Given instruction — Write out all entries word for word.

(Point placement records)
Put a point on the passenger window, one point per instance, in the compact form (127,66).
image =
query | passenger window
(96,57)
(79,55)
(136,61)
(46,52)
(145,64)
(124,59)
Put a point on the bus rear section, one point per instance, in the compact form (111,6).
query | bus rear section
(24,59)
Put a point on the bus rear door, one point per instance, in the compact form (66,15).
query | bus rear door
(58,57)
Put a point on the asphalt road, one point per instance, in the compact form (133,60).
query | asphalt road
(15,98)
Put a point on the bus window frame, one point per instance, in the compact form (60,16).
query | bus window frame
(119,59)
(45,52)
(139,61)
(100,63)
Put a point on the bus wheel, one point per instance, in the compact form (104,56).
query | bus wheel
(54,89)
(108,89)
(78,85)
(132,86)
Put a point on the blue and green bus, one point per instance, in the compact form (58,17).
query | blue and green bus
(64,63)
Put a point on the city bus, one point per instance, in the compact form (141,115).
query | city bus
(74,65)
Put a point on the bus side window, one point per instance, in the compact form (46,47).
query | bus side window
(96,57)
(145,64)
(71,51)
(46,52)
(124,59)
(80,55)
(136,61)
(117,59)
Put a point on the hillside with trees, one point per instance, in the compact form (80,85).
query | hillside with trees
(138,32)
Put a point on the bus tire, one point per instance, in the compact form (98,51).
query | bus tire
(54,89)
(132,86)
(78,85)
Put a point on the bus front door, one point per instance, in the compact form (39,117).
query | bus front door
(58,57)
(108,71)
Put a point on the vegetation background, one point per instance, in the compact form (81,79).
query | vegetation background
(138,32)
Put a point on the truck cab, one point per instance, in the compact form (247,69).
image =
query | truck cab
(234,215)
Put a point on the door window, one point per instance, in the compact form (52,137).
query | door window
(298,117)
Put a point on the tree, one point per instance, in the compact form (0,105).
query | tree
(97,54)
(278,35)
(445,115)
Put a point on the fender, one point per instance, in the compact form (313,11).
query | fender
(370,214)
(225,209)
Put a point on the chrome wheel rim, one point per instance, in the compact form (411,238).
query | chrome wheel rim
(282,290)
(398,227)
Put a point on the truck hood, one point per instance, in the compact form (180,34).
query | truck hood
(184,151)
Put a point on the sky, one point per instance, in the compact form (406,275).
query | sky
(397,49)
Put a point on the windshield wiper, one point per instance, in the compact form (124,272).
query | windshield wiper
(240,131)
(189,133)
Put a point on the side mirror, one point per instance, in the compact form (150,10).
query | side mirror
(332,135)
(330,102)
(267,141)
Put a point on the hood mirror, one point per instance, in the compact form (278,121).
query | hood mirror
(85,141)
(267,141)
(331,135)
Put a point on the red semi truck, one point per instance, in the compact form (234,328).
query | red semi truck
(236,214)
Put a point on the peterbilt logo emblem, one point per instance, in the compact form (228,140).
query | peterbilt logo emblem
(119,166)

Finished answer —
Put a point on the passenger window, one point per instance, in the compact form (127,66).
image =
query | passenger window
(96,57)
(79,55)
(136,61)
(46,52)
(145,64)
(124,59)
Put a point on the bus rear section, one point per instance, in the compact form (111,6).
query | bus rear section
(24,59)
Put a point on the bus rear door, one point per instance, in the compact form (66,15).
query | bus rear door
(58,57)
Put a point on the asphalt road, one point per instance, in the compact form (133,60).
query | asphalt road
(15,98)
Put a point on the bus window frame, one point per instance, in the compact form (60,16).
query | bus window frame
(119,59)
(45,52)
(139,61)
(100,63)
Put a point on the bus wheel, one point per instance, in the compact form (104,56).
query | bus wheel
(54,89)
(108,89)
(78,85)
(132,86)
Put a point on the blue and green bus, one point per instance, in the compact form (58,17).
query | blue and green bus
(64,63)
Put a point on the city bus, one point per instance, in the compact form (141,115).
query | city bus
(74,65)
Put a point on the bus side window, one point per instance, in the compact form (46,47).
query | bus side window
(96,57)
(145,64)
(71,51)
(46,52)
(124,59)
(80,55)
(136,61)
(117,59)
Put a point on the hillside with trees, one point per instance, in the compact form (80,85).
query | hillside with trees
(138,32)
Put a point on the bus tire, one point per instance, in the compact form (98,51).
query | bus tire
(54,89)
(132,86)
(78,85)
Put a point on the bus front door, one point per instance, in the compact form (39,117).
query | bus front door
(58,57)
(108,71)
Put a point on the vegetation background, one point per instance, in the compact form (81,79).
query | vegetation background
(138,32)
Put a point on the truck cab, one point per instance, in the compact form (247,69).
image =
query | truck cab
(234,215)
Put a point on the door window, one point per instance, in the compact form (52,137).
query | door window
(298,117)
Put a point on the tree, one point per instance, in the compact form (0,105).
query | tree
(97,54)
(278,35)
(445,115)
Put a point on the fender, one point per instance, in the compact form (313,11).
query | fender
(370,214)
(225,209)
Put a point on the chrome wheel rim, one point per instance, in the compact form (411,238).
query | chrome wheel rim
(282,290)
(398,227)
Put a point on the truck hood, one point per instance, in the compact form (180,34).
query | truck hood
(184,151)
Put a point on the sky, one point per instance, in the compact form (406,275).
query | sky
(397,49)
Put a point on the windshield wiper, one point per instance, in the compact form (124,272).
query | windshield wiper
(240,131)
(189,133)
Put a point on the side mirror, one point per instance, in the compact form (150,10).
query | side mirror
(332,135)
(330,102)
(267,141)
Put a point on the hood mirror, one point per instance, in the compact form (278,121).
query | hood mirror
(85,141)
(267,141)
(331,135)
Put a point on the red semi truck, one point per instance, in the compact form (234,328).
query | red semi truck
(236,214)
Put a point on the peterbilt logo emblem, one point per instance, in the compact form (228,140).
query | peterbilt logo emblem
(119,166)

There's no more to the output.